▸ **Task goal**
Could you retype every line of the data underneath without altering anything?

------ Information provided

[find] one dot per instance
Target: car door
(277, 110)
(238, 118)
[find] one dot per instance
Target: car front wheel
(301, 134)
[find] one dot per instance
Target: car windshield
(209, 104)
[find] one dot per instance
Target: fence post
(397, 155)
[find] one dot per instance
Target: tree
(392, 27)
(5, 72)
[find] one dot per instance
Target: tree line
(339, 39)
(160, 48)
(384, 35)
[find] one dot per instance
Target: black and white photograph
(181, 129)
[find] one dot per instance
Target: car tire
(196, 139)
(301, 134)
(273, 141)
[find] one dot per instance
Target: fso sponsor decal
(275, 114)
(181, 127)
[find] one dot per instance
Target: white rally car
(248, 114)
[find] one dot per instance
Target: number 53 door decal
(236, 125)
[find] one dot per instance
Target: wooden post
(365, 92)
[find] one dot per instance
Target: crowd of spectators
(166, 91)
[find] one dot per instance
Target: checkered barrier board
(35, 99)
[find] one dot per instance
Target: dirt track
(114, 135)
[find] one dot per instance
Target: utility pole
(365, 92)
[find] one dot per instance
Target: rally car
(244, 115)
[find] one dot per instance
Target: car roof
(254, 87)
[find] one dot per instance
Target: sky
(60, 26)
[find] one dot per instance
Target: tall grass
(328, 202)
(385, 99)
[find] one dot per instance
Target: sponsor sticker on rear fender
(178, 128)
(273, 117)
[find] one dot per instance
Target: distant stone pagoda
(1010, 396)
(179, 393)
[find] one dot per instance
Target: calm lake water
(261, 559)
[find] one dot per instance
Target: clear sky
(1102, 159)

------------

▸ **Response to the exercise**
[find] one dot per instance
Target: car door
(277, 110)
(238, 118)
[find] one dot per instance
Target: car front wheel
(301, 134)
[find] one dot per instance
Target: car windshield
(209, 104)
[find] one dot per instance
Target: fence post
(397, 155)
[find] one dot per instance
Target: tree
(392, 27)
(5, 72)
[find] one dot per instance
Target: tree line
(339, 39)
(160, 48)
(384, 35)
[find] one dot per instance
Target: black and white photograph
(181, 129)
[find] one dot per instance
Target: car tire
(196, 139)
(301, 134)
(273, 141)
[find] one dot per instance
Target: fso sponsor decal
(275, 114)
(181, 127)
[find] one dot per instance
Target: white rally car
(248, 114)
[find] one dot per instance
Target: number 53 door decal
(236, 125)
[find] one dot per instance
Target: wooden post
(365, 92)
[find] one dot per instance
Target: crowd of spectators
(166, 91)
[find] one dot per instance
Target: checkered barrier board
(35, 99)
[find] one dot per instance
Target: dirt track
(114, 135)
[find] one dot per instance
Target: utility pole
(365, 92)
[find] one dot per instance
Target: rally car
(244, 115)
[find] one dot per instance
Target: car roof
(254, 87)
[find] one dot per instance
Target: sky
(60, 26)
[find] one dot per instance
Target: tall grass
(328, 202)
(385, 99)
[find] one dot per instance
Target: sponsor sticker on rear fender
(178, 128)
(273, 117)
[find] one dot per instance
Target: distant stone pagoda
(1010, 396)
(179, 393)
[find] one dot per instance
Target: calm lake water
(261, 559)
[find] one dot per instance
Target: clear sky
(1102, 159)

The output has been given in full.